Task description: Could you return each line below without altering a word?

Records supplied:

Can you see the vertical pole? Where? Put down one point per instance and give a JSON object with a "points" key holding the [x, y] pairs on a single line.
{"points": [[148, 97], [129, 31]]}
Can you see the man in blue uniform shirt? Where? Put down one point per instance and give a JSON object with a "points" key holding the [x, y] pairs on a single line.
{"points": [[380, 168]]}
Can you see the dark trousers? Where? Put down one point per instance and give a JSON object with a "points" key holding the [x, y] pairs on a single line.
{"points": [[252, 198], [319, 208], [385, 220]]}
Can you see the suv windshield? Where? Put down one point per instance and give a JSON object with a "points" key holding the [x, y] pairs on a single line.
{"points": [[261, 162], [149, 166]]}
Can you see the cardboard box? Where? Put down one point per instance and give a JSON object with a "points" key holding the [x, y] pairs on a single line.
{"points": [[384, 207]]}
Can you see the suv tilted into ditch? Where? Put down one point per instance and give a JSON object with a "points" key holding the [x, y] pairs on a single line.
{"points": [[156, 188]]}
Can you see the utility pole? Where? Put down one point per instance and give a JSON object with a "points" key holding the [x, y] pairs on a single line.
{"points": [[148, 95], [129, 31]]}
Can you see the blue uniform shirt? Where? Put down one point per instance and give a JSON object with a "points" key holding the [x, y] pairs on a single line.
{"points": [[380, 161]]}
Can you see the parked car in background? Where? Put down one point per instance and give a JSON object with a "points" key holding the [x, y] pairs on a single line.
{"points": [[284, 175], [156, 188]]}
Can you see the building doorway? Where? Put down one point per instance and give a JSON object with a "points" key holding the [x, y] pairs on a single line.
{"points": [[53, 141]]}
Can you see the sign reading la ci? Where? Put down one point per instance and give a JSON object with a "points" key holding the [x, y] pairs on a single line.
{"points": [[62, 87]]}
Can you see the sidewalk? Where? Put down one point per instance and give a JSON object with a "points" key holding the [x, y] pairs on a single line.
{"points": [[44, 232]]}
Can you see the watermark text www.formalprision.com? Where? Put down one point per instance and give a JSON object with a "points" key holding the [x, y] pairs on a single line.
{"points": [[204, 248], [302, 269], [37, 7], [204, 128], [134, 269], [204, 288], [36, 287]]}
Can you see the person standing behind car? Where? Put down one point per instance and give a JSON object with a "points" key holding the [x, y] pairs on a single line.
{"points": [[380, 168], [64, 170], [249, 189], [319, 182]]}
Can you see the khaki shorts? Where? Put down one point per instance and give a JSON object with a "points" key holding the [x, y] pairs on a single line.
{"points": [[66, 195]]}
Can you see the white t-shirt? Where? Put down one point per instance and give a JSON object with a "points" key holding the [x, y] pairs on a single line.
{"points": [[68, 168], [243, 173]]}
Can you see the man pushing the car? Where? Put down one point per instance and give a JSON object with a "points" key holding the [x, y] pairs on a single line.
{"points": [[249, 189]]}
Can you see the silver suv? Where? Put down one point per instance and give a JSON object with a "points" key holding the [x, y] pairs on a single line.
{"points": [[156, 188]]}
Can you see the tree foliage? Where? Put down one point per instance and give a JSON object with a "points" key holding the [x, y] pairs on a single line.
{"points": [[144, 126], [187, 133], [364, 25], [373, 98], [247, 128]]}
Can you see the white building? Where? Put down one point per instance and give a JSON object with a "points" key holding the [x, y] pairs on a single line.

Answer area:
Can you see the vertical pole? Where? Put down one point per instance and give a JSON object with a "points" key holding the [x, y] pairs on a single line.
{"points": [[148, 97], [129, 31]]}
Can you see the man in blue uniform shirt? Where? Put down one point per instance and give a JSON object with a "points" key holding the [x, y] pairs on a single line.
{"points": [[380, 168]]}
Can you see the dark trousers? Where? Put down one point per instance and give a JSON object with a "points" key holding the [x, y] pairs on a single line.
{"points": [[252, 198], [319, 208], [385, 220]]}
Can you see the suv windshield? Where? Put down one point per instance and give a JSON object with a "points" key holding the [x, y] pairs on a single line.
{"points": [[261, 162], [149, 166]]}
Can you see the cardboard box? Where? Put down one point per instance and give a JSON object with a "points" key holding the [x, y] pairs on a single line.
{"points": [[384, 207]]}
Can you see the suv tilted into ditch? Where? Put down one point per instance and give a JSON object with a "points" key holding the [x, y] pairs on a single line.
{"points": [[156, 188]]}
Can you see the utility pole? Where? Put down one point per instance and give a JSON object with a "points" key holding the [x, y] pairs on a single line.
{"points": [[148, 95], [129, 31]]}
Can you see the blue uniform shirt? Where? Put down one point per instance and give a JSON object with a "points" key holding the [x, y] pairs on a single line.
{"points": [[380, 161]]}
Can you see the parked car in background? Where? Put down one point per instance and give a JSON object with a "points" key holding the [x, y] pairs on a single line.
{"points": [[284, 175], [156, 188]]}
Can you see the building doorway? Where? Put down one point per instance and give a JSON object with a "points" key holding the [x, y] pairs on a single line.
{"points": [[53, 141]]}
Can you see the sign reading la ci? Where? Put down one point per instance and give a JSON object with a "points" key holding the [x, y] pairs on a single line.
{"points": [[62, 87]]}
Can you see the sidewalk? Where? Put down one point per instance and give a JSON object with a "points" key holding the [x, y] pairs on a single line.
{"points": [[44, 232]]}
Can you see the watermark text www.formalprision.com? Where? Put down one point per instance and give a JSON object with a "points" key holding the [x, y] pairs on a single line.
{"points": [[204, 248], [302, 269], [37, 7], [204, 128], [134, 269], [204, 288], [36, 287]]}
Can you see the person standing behind car? Where? Put down one point per instance and give a JSON object with a "points" key holding the [x, y] pairs on a single line.
{"points": [[380, 168], [64, 170], [249, 189], [319, 182]]}
Can you see the khaki shorts? Where? Put down one point per instance and give a JSON object with a "points" key holding the [x, y] pairs on a single line.
{"points": [[66, 195]]}
Can you see the white t-shirt? Where? Put down one point per instance and give a JSON object with a "points" key holding the [x, y] pairs on a single line.
{"points": [[68, 168], [243, 173]]}
Can you see the man pushing the car? Where? Put down one point per instance and give a JSON object with a "points" key holding the [x, y] pairs on a single line.
{"points": [[249, 189]]}
Can you see the silver suv? Where? Put down one point per instance and give a JSON object with a "points" key holding the [x, y] pairs on a single line.
{"points": [[156, 188]]}
Can you see the tree foliage? Where? Put down one point per instance and give a JSON object with a "points" key holding the [x, y] pairs on a single line.
{"points": [[144, 126], [187, 133], [364, 25], [373, 98], [247, 128]]}
Can you see the white building? Where? Put down one point per instance and give a JSON object with a "points" key holding the [x, y] pairs on a single line.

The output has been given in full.